### OBJECTIVE
Extract every line of the records below and reproduce each one verbatim, in the same order.

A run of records
- - - -

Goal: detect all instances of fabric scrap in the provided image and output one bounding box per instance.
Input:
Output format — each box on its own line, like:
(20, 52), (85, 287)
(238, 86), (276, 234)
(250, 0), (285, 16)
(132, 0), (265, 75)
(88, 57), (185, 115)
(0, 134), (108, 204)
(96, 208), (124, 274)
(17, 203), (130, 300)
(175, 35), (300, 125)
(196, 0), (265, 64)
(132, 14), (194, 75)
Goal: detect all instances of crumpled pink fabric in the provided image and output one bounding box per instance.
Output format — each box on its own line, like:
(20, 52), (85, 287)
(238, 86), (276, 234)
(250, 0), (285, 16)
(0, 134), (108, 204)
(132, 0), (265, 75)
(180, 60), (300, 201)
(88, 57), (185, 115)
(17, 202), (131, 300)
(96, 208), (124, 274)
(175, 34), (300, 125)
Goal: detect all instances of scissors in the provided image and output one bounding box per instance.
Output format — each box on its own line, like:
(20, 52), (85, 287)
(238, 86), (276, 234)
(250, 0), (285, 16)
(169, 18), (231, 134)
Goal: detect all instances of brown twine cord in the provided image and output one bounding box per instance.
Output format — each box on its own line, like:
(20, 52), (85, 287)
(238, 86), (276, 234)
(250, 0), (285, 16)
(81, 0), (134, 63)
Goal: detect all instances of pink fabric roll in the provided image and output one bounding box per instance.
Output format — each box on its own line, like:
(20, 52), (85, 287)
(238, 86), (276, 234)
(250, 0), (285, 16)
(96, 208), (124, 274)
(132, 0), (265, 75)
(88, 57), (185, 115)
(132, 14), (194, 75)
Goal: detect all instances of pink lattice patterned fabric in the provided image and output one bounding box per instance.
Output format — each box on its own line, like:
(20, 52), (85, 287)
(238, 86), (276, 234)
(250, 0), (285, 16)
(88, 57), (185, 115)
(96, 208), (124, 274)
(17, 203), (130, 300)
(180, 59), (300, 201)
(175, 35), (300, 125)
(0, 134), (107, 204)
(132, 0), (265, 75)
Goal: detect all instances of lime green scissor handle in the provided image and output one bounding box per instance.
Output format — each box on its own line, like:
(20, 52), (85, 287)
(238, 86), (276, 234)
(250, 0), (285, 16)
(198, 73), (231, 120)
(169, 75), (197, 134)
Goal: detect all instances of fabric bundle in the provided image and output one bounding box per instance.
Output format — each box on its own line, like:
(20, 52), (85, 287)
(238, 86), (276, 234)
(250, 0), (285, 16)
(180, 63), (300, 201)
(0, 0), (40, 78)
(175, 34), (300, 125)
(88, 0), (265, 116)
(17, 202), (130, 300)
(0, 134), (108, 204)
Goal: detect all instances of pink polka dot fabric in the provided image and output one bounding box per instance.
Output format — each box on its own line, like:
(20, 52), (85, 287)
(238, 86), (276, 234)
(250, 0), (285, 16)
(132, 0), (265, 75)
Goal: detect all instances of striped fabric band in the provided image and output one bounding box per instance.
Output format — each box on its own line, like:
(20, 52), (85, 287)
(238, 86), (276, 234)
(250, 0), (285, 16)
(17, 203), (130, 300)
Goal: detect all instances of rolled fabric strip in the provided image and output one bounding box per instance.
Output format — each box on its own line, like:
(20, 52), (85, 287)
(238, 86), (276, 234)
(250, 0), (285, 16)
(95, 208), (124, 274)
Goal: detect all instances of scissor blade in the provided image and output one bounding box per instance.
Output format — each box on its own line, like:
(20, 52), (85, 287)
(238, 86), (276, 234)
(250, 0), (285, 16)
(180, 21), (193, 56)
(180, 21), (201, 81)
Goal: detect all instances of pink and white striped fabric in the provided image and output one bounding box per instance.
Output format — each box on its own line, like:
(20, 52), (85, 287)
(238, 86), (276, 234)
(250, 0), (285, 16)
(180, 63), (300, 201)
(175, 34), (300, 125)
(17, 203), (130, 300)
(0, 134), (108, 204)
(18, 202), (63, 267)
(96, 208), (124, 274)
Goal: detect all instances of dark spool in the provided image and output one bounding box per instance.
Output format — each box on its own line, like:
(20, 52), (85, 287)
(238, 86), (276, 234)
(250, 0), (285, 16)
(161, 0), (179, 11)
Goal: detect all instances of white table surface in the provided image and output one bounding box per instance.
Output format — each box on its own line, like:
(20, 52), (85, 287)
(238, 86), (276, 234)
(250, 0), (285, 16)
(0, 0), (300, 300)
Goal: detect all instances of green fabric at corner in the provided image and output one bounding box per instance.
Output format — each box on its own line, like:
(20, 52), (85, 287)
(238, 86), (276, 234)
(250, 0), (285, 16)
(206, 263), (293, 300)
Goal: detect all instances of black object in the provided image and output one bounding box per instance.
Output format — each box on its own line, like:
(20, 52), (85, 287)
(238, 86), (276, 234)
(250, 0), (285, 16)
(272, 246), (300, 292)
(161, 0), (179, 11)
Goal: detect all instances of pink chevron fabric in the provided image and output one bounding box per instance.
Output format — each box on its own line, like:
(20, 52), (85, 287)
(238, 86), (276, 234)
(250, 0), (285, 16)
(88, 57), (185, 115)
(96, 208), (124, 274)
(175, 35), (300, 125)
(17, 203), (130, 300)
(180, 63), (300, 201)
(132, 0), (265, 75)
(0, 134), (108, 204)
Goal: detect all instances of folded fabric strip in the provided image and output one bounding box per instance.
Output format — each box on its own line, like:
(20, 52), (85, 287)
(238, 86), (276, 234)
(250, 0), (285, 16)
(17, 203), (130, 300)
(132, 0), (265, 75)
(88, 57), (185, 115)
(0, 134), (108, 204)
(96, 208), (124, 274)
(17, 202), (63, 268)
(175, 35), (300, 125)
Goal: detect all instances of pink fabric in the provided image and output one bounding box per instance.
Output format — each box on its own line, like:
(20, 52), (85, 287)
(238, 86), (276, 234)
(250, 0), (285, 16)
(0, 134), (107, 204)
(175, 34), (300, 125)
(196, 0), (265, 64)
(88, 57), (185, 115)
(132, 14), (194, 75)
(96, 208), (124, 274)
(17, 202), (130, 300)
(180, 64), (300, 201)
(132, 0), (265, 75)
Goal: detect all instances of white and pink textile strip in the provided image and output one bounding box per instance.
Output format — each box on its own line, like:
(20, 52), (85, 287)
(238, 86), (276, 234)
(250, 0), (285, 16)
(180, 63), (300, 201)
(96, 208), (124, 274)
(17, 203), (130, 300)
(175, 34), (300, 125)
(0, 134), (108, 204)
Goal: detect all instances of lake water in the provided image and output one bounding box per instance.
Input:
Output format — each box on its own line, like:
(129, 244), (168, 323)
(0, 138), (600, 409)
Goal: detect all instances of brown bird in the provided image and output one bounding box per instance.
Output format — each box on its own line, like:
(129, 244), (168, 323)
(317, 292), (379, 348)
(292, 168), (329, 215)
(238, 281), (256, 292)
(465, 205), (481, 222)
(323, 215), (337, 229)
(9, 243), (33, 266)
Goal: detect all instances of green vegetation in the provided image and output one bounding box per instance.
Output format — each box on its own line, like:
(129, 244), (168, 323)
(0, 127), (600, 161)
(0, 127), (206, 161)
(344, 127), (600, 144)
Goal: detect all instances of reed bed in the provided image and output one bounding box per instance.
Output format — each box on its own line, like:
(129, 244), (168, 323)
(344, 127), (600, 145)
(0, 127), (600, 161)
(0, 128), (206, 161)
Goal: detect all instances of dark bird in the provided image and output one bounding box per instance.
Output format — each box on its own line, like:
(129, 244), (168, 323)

- - - -

### RESPONSE TO THIS EXERCISE
Goal: detect all instances of fabric scrap in the provided image and output one bounding box per instance.
Input:
Output format — each box on its own line, like:
(20, 52), (85, 287)
(238, 86), (276, 234)
(250, 0), (285, 16)
(132, 0), (265, 75)
(88, 57), (185, 115)
(0, 134), (108, 204)
(96, 208), (124, 274)
(17, 203), (130, 300)
(175, 35), (300, 125)
(196, 0), (265, 64)
(132, 14), (194, 75)
Goal: detect all instances of crumpled pink fabric in the provided image and output one bounding box per instance.
Output format — each box on its own line, like:
(20, 52), (85, 287)
(238, 86), (276, 234)
(250, 0), (285, 16)
(0, 134), (108, 204)
(132, 0), (265, 75)
(180, 60), (300, 201)
(88, 57), (185, 115)
(17, 202), (131, 300)
(96, 208), (124, 274)
(175, 34), (300, 125)
Goal: detect all instances of scissors in the provided image and output one bounding box per instance.
Output format — each box on its own line, like:
(20, 52), (85, 287)
(238, 86), (276, 234)
(250, 0), (285, 16)
(169, 18), (231, 134)
Goal: detect all instances of brown twine cord in the provided image and output one bounding box per instance.
Output format — each box on its own line, like:
(20, 52), (85, 287)
(238, 86), (276, 234)
(250, 0), (285, 16)
(81, 0), (134, 63)
Goal: detect all instances of pink fabric roll in the provided image and output one bounding box per instance.
Output format — each box on its own line, like:
(20, 52), (85, 287)
(238, 86), (276, 234)
(250, 0), (285, 16)
(96, 208), (124, 274)
(132, 0), (265, 75)
(88, 57), (185, 115)
(132, 14), (194, 75)
Goal: detect all instances of pink lattice patterned fabric in the provided image and output one bounding box per instance.
Output format — each box on its own line, like:
(20, 52), (85, 287)
(238, 86), (276, 234)
(250, 0), (285, 16)
(88, 57), (185, 115)
(96, 208), (124, 274)
(17, 203), (130, 300)
(180, 59), (300, 201)
(175, 35), (300, 125)
(0, 134), (107, 204)
(132, 0), (265, 75)
Goal: detect all instances of lime green scissor handle in the provided image and output one bounding box per instance.
Output format — each box on its own line, like:
(20, 52), (85, 287)
(238, 86), (276, 234)
(250, 0), (285, 16)
(198, 73), (231, 120)
(169, 75), (197, 134)
Goal: detect all instances of fabric bundle in the provided image and output one bounding box per instance.
Output format — each box on its own line, like:
(20, 52), (85, 287)
(238, 86), (276, 234)
(250, 0), (285, 16)
(180, 63), (300, 201)
(0, 0), (40, 78)
(175, 34), (300, 125)
(88, 0), (265, 116)
(17, 202), (130, 300)
(0, 134), (108, 204)
Goal: detect all instances of pink polka dot fabric in the provided image and output one bounding box per instance.
Output format — each box on its own line, like:
(20, 52), (85, 287)
(238, 86), (276, 234)
(250, 0), (285, 16)
(132, 0), (265, 75)
Goal: detect all instances of striped fabric band in the provided image and output one bounding box per instance.
Output format — each box on its own line, like:
(20, 52), (85, 287)
(238, 86), (276, 234)
(250, 0), (285, 16)
(17, 203), (130, 300)
Goal: detect all instances of rolled fabric strip in the provided image and output one bounding box per instance.
Output format — each box on its own line, like:
(20, 52), (85, 287)
(238, 86), (276, 234)
(250, 0), (285, 16)
(95, 208), (124, 274)
Goal: detect all instances of scissor blade in the provided image and output one bounding box per instance.
Output format — each box on its own line, like:
(20, 52), (85, 287)
(238, 86), (276, 234)
(250, 0), (285, 16)
(180, 21), (193, 56)
(180, 21), (201, 81)
Goal: detect all instances of pink and white striped fabric in the provided image and output one bounding box per instance.
Output format — each box on its own line, like:
(20, 52), (85, 287)
(238, 86), (276, 234)
(250, 0), (285, 16)
(180, 63), (300, 201)
(175, 34), (300, 125)
(17, 203), (130, 300)
(0, 134), (108, 204)
(18, 202), (63, 267)
(96, 208), (124, 274)
Goal: detect all instances of dark spool in the provided image and output one bounding box per instance.
Output format — each box on its own line, like:
(20, 52), (85, 287)
(238, 86), (276, 234)
(250, 0), (285, 16)
(161, 0), (179, 11)
Goal: detect all instances of white table surface in the provided image and output one bounding box per instance.
Output format — each box on its own line, like:
(20, 52), (85, 287)
(238, 86), (276, 234)
(250, 0), (285, 16)
(0, 0), (300, 300)
Goal: detect all instances of green fabric at corner in the provided image and output one bounding box per instance.
Output format — each box on its own line, like:
(20, 52), (85, 287)
(238, 86), (276, 234)
(250, 0), (285, 16)
(206, 263), (293, 300)
Goal: detect all instances of black object in the provided image and output one bounding box per instance.
Output format — each box on its own line, like:
(20, 52), (85, 287)
(238, 86), (276, 234)
(250, 0), (285, 16)
(272, 246), (300, 292)
(161, 0), (179, 11)
Goal: detect all instances of pink chevron fabric in the provided image and output one bounding box per instance.
Output format — each box on its own line, like:
(20, 52), (85, 287)
(238, 86), (276, 234)
(250, 0), (285, 16)
(88, 57), (185, 115)
(96, 208), (124, 274)
(175, 35), (300, 125)
(17, 203), (130, 300)
(180, 63), (300, 201)
(132, 0), (265, 75)
(0, 134), (108, 204)
Goal: detect all instances of folded fabric strip in the provided image and output one bounding box per instance.
Output format — each box on its own line, like:
(20, 52), (85, 287)
(238, 86), (276, 234)
(250, 0), (285, 16)
(17, 203), (130, 300)
(132, 0), (265, 75)
(88, 57), (185, 115)
(0, 134), (108, 204)
(96, 208), (124, 274)
(17, 202), (63, 268)
(175, 35), (300, 125)
Goal: detect all instances of pink fabric in the provided image and output one bounding box per instance.
Output format — each box on its own line, like:
(20, 52), (85, 287)
(238, 86), (276, 234)
(250, 0), (285, 16)
(0, 134), (107, 204)
(175, 34), (300, 125)
(196, 0), (265, 64)
(88, 57), (185, 115)
(132, 14), (194, 75)
(96, 208), (124, 274)
(17, 202), (130, 300)
(180, 64), (300, 201)
(132, 0), (265, 75)
Goal: detect all instances of white and pink textile strip in the provided image and output one bounding box per instance.
Output format — each box on its own line, like:
(20, 52), (85, 287)
(238, 86), (276, 234)
(250, 0), (285, 16)
(180, 63), (300, 201)
(96, 208), (124, 274)
(17, 203), (130, 300)
(175, 34), (300, 125)
(0, 134), (108, 204)
Goal: detect all instances of lake water in the provided image and output one bounding box per instance.
Input:
Output format — each box on its own line, like:
(129, 244), (168, 323)
(0, 138), (600, 409)
Goal: detect all instances of brown bird in the provided image and output one bounding box per instance.
Output format — each box on its own line, like:
(129, 244), (168, 323)
(317, 292), (379, 348)
(292, 168), (329, 215)
(238, 281), (256, 292)
(465, 205), (481, 222)
(323, 215), (337, 229)
(9, 243), (33, 266)
Goal: detect all instances of green vegetation in the provided image and output one bounding box per instance.
Output format — each box on its own line, like:
(129, 244), (168, 323)
(0, 127), (600, 161)
(0, 127), (206, 161)
(344, 127), (600, 144)
Goal: detect all instances of reed bed in the provided image and output one bounding box per instance.
Output format — each box on its own line, like:
(129, 244), (168, 323)
(344, 127), (600, 145)
(0, 127), (600, 161)
(0, 128), (206, 161)
Goal: detect all instances of dark bird in the provided image and output one bounding box per instance.
Output format — each box on its own line, like:
(129, 244), (168, 323)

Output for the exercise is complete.